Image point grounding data
──────────
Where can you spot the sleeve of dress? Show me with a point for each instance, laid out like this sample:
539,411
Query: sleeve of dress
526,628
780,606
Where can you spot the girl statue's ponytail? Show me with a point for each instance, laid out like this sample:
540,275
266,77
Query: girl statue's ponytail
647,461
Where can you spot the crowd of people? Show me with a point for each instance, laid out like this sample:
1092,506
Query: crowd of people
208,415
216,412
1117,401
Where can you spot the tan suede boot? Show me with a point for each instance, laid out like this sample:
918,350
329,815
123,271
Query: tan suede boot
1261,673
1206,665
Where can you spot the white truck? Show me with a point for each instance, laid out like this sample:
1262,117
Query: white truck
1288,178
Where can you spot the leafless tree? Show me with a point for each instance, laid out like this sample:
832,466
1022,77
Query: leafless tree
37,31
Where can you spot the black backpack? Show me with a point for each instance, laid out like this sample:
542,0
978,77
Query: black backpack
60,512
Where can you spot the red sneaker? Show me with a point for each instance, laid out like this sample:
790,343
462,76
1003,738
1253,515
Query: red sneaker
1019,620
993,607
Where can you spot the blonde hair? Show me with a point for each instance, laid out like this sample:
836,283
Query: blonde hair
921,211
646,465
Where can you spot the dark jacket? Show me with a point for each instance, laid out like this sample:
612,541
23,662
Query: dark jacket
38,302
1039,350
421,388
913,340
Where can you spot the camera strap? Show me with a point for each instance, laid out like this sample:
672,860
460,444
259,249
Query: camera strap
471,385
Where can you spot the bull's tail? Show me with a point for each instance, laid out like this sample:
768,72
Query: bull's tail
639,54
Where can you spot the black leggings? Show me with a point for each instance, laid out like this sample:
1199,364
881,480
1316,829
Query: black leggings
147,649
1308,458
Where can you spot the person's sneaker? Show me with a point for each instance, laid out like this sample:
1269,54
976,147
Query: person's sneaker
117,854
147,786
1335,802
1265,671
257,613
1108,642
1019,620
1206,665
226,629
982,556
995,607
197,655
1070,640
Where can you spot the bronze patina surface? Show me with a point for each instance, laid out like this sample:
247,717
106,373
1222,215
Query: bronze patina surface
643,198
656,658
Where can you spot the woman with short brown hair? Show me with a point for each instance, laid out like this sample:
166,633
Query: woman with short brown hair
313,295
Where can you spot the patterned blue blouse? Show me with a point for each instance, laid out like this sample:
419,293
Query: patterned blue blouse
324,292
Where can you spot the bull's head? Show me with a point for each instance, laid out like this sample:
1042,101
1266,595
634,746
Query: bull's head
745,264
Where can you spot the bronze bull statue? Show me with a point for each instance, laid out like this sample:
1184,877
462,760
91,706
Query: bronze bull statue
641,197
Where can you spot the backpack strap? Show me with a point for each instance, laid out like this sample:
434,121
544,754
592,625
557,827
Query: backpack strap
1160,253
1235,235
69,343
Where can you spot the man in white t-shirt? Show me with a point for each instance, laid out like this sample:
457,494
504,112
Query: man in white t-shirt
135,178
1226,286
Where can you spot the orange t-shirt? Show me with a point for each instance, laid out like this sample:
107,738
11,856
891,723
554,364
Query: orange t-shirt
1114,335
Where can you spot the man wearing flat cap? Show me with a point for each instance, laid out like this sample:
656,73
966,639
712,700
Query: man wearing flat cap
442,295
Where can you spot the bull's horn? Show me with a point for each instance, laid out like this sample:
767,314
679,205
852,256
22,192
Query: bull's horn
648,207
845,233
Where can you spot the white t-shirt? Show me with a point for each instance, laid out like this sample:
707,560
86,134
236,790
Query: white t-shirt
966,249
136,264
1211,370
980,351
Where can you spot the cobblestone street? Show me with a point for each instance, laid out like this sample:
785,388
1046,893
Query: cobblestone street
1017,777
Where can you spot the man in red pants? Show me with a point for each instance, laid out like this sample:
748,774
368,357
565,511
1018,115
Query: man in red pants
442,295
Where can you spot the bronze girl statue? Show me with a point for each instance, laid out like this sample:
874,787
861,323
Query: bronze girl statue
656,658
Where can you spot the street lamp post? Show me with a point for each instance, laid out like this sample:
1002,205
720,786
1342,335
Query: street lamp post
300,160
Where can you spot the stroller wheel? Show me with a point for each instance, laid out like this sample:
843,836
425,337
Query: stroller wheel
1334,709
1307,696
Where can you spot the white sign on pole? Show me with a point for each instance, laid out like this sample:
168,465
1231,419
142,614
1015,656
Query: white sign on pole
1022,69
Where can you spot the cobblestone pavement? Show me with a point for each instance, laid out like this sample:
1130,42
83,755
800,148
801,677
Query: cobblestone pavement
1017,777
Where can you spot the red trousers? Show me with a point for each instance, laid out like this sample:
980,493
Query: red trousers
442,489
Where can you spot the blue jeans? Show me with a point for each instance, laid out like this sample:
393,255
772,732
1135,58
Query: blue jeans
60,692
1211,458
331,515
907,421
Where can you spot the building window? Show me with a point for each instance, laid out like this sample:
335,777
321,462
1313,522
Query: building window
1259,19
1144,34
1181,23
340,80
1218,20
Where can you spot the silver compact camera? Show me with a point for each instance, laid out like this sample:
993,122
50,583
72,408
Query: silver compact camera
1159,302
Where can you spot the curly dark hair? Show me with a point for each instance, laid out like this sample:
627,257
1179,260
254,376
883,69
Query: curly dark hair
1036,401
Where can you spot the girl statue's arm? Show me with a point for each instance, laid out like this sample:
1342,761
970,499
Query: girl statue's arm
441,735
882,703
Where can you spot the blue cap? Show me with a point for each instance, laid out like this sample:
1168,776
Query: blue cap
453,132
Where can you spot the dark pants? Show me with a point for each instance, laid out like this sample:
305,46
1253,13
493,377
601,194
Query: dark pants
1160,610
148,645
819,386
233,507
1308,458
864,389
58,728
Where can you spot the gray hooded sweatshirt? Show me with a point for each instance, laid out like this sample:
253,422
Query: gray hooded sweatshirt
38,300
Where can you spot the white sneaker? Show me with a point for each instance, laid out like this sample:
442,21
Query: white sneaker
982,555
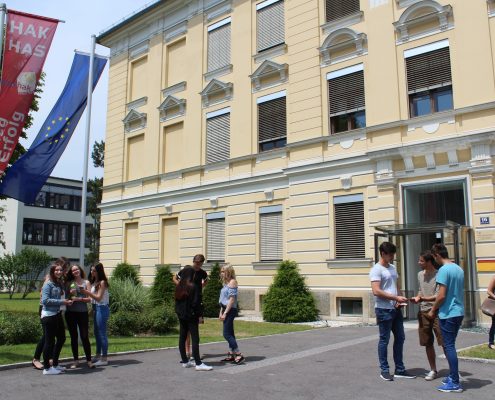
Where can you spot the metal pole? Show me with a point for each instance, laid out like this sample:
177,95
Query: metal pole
3,12
82,240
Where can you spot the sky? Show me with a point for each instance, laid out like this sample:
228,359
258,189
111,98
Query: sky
82,19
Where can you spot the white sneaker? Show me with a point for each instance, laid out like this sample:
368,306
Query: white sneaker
51,371
431,375
203,367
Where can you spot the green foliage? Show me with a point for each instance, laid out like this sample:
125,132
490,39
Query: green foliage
211,293
123,323
125,295
163,288
127,271
288,299
19,328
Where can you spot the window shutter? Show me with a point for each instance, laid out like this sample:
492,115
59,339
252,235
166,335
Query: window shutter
336,9
219,47
346,93
271,26
271,240
349,230
428,70
218,138
215,239
272,120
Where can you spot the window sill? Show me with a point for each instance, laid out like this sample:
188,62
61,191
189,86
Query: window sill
349,263
276,51
266,265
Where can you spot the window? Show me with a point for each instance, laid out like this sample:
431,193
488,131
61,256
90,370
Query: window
215,237
219,45
271,233
48,233
270,24
349,226
272,121
218,136
336,9
350,306
346,99
429,79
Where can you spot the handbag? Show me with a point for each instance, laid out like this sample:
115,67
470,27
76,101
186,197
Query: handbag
488,307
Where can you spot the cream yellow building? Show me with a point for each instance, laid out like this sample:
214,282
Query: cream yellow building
260,130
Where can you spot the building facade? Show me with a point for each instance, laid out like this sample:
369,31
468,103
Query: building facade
261,130
52,223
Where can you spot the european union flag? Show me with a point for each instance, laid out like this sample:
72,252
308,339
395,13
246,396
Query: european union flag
29,173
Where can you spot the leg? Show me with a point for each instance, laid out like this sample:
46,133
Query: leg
399,338
183,332
450,328
71,320
60,335
384,321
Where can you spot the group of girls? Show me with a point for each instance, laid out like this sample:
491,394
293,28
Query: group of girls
──────────
* WHAT YOU ARE ASKED TO DO: Exact copy, no pictures: set down all the entries again as they stand.

* RESPONSE FOR THIS EXERCISE:
Where can you spot the sleeve of dress? Show me with a point for each instance, laid out like this sample:
539,411
Query: sleeve of dress
526,628
780,606
Where can you spot the girl statue's ponytail? Show me with a point for each instance, laid out like this sample:
540,275
266,77
Query: girl statue's ponytail
647,461
Where can you spot the crowd of people? Show me with a point for each instance, laid out like this sample:
1092,506
Query: crowd of people
208,415
216,412
1117,401
Where can you spot the tan suede boot? Show me with a point for each instance, laid out like this sample:
918,350
329,815
123,271
Query: tan suede boot
1261,673
1206,665
Where can you spot the white truck? Show me with a point for each instance, laid out like this sample:
1262,117
Query: white truck
1288,178
Where can you spot the leafless tree? Show me with a point for each instance, laid out like this sample:
832,466
1022,77
Query: leafless tree
37,31
Where can you spot the black backpack? Show me with a point for each instance, laid out like this sample:
542,0
978,77
Query: black backpack
60,512
Where can you spot the red sneaker? Show me with a point for each instance, laid out like this sample:
790,343
462,76
1003,738
1253,515
Query: red sneaker
1019,620
993,607
Where can you spot the blonde hair? Show me with a point for each instance, laid out like this sample:
836,283
Query: blonde hair
921,211
646,465
Where can you spot the dark jacket? Show me with a point for each instance, laid out like this sample:
612,541
23,662
Query: dark jacket
38,302
1039,350
421,388
913,340
Where can you spot the camera strap? Show me with a point for each instance, laid out like this sample:
672,860
460,444
259,249
Query: camera strap
471,385
Where can you spot the bull's tail? Show me with a point for each instance, laid out like this sample:
768,72
Query: bull's tail
639,54
Where can you spot the black leggings? Show me with a point for each instance, laid out like this sample:
1199,364
881,480
1316,829
Query: black leggings
147,649
1308,458
Where can you spot the person's sneaker? Show me with a point for each instance, laid out like this sample:
1269,54
976,147
Query: person's sneaker
117,854
147,786
1335,802
1265,671
257,613
1108,642
1019,620
1206,665
226,629
982,556
995,607
197,655
1070,640
Where can you spot the bronze patina surface? Show me with a point for each instance, laid out like this sample:
247,717
106,373
1222,215
Query: bronze patina surface
643,198
656,658
Where can you spot the woman with short brown hair? Show me with a point for each instance, laid out like this sample:
166,633
Query: woman with short brown hair
313,295
Where can you spot the patterned blue blouse? Show me with a point for each instance, laid out like this sample:
419,293
Query: patterned blue blouse
324,292
Where can you spot the bull's head? Show me with a point for each instance, laid out like this sample:
1042,101
1266,595
634,746
Query: bull's head
745,264
Where can you spot the bronze bull statue? Show me with a point for each instance, laid out like this sample:
1184,877
462,760
91,706
Query: bronze bull statue
641,197
Where can you spot the backpack strap? Show me with a point for each instance, laid out like this sample:
434,121
544,754
592,625
557,827
Query: backpack strap
1160,253
1235,235
69,343
Where can you spot the man in white t-shirt? Show me with a point for each instance, laid out like this sample:
457,494
504,112
Query: man in white t-shirt
135,178
1226,286
Where can you spot the orange t-shirt? Show me with a point for each instance, laid out like this sample:
107,738
11,856
891,723
554,364
Query: orange t-shirt
1114,335
Where can you spot the man wearing flat cap? Show me with a point for each instance, laid out like this sample:
656,73
966,639
712,700
Query: man wearing flat cap
442,295
Where can you spot the bull's horn? Show me with a point for each instance, laid out like this sample:
767,314
679,205
852,256
22,192
Query: bull's horn
648,207
845,233
Where can you spot the white t-shirt? Show me with a point for each instance, laid out like this sample:
707,560
86,134
236,790
Query: white t-shirt
966,249
136,264
1211,370
980,351
Where can you spot the cobblestone street? Show me with a point for each instance, laid out like this sample:
785,388
1046,893
Query: cobblestone street
1017,777
Where can you spot the man in red pants? Show me with a point for each instance, laid out like this sample:
748,774
368,357
565,511
1018,115
Query: man in red pants
442,295
Where can you spot the bronze girl statue? Show me with a point for each instance, laid out like this sample:
874,787
861,323
Query: bronze girl statue
656,658
Where can you spot the street lamp post? Show me with a point for each instance, laid out like this sample:
1002,205
720,786
1342,335
Query: street lamp post
300,160
Where can you spot the stroller wheel? Show me with a point for each instance, laid out like this sample:
843,836
425,337
Query: stroller wheel
1334,709
1307,696
Where can you spot the white sign on pole? Show me with a point for each instance, laid out like this sample:
168,465
1231,419
142,614
1015,656
Query: white sign on pole
1022,69
Where can you spot the cobblestone pavement? Show me with a point for each instance, laid out like this sample:
1130,42
83,755
800,148
801,677
Query: cobblestone pavement
1017,777
Where can you spot the red trousers? Show me with a point for each instance, laid out like this sample:
980,493
Query: red trousers
442,489
Where can you spot the blue jeans? Show me with a point for each instance, laid out like this sample:
393,255
772,732
1135,58
Query: blue jeans
60,692
1211,458
331,515
907,421
Where can you spot the building window? Show me with a point for each instance, laid out like this sample:
335,777
321,462
1313,522
Query: building window
1259,19
1144,34
1181,23
340,80
1218,20
Where can you spot the silver compact camera? Show me with a point for each instance, laid out like this sample:
993,122
50,583
72,408
Query: silver compact camera
1159,302
Where can you spot the curly dark hair? Show me with a point for each instance, laid out like this sample:
627,257
1179,260
254,376
883,69
Query: curly dark hair
1036,401
Where can you spot the girl statue's arm? Show me with a point for each instance, laid out like this sample:
1342,761
970,499
Query: girl statue's arm
441,735
882,703
Where can you spot the blue cap? Show me with a point for each instance, laid out like this sample:
1168,776
Query: blue cap
453,132
Where can you spot the dark pants? Show me with a point for each instance, laid out like this sample:
305,46
1253,13
493,377
601,194
Query: dark pants
1160,610
148,645
819,386
233,507
1308,458
864,389
58,728
Where can you spot the gray hooded sweatshirt? Show me with a point for each instance, laid out like this sample:
253,422
Query: gray hooded sweatshirt
38,300
Where can you spot the white sneaker? Show me with a point for each instance, laid out like this sample:
442,21
Query: white sneaker
982,555
Where can you spot the metal pole? Show me with a point for each instance, laid out like this sample:
177,95
Query: metal pole
3,12
82,240
Where can you spot the sky? Show me with a point for each instance, laid out like this sample:
228,359
258,189
111,98
Query: sky
82,19
Where can you spot the white sneaker? Show me with a point for each instance, laid out like this sample:
368,306
Query: white sneaker
51,371
431,375
203,367
Where can you spot the green foliage? Show me with a point for each instance, laid out like this sample:
125,132
490,39
Query: green foliage
211,293
123,323
125,295
163,288
127,271
288,299
19,328
Where can you spot the window shutter? Show me with a point for each instance, laid out like this sample:
492,115
59,339
252,235
166,335
Query: window shutter
336,9
219,47
346,93
271,26
271,240
349,230
428,70
218,138
215,239
272,120
Where can you spot the window sill? Show me with a point for each instance, laid out like this sample:
188,62
61,191
189,86
Query: window sill
349,263
276,51
266,265
Where can you spot the window? Show me with a point for each instance, laid out like this sample:
431,193
488,131
61,256
90,370
Query: window
215,237
219,45
271,233
48,233
270,24
349,226
272,121
218,136
336,9
350,306
346,99
429,79
Where can you spot the handbag? Show me with a point for each instance, laid out like this sample:
115,67
470,27
76,101
186,197
Query: handbag
488,307
Where can you spot the cream yellow building? Show me with a point for each instance, laid out like this sample:
214,282
Query: cream yellow building
260,130
Where can you spot the building facade? Show me with a point for each instance, laid out like this sample:
369,31
468,103
Query: building facade
261,130
52,223
Where can you spot the european union flag? Show me with a point for each instance, laid out like this sample:
72,252
308,339
395,13
246,396
Query: european union flag
29,173
Where can you spot the leg? Show me with a point for each instance, laid out like this sample:
46,133
Query: leg
399,338
183,332
450,328
71,320
60,335
384,321
Where can you spot the group of girls? Show me with a point for each instance, laid out like this sample:
491,394
293,28
Query: group of girls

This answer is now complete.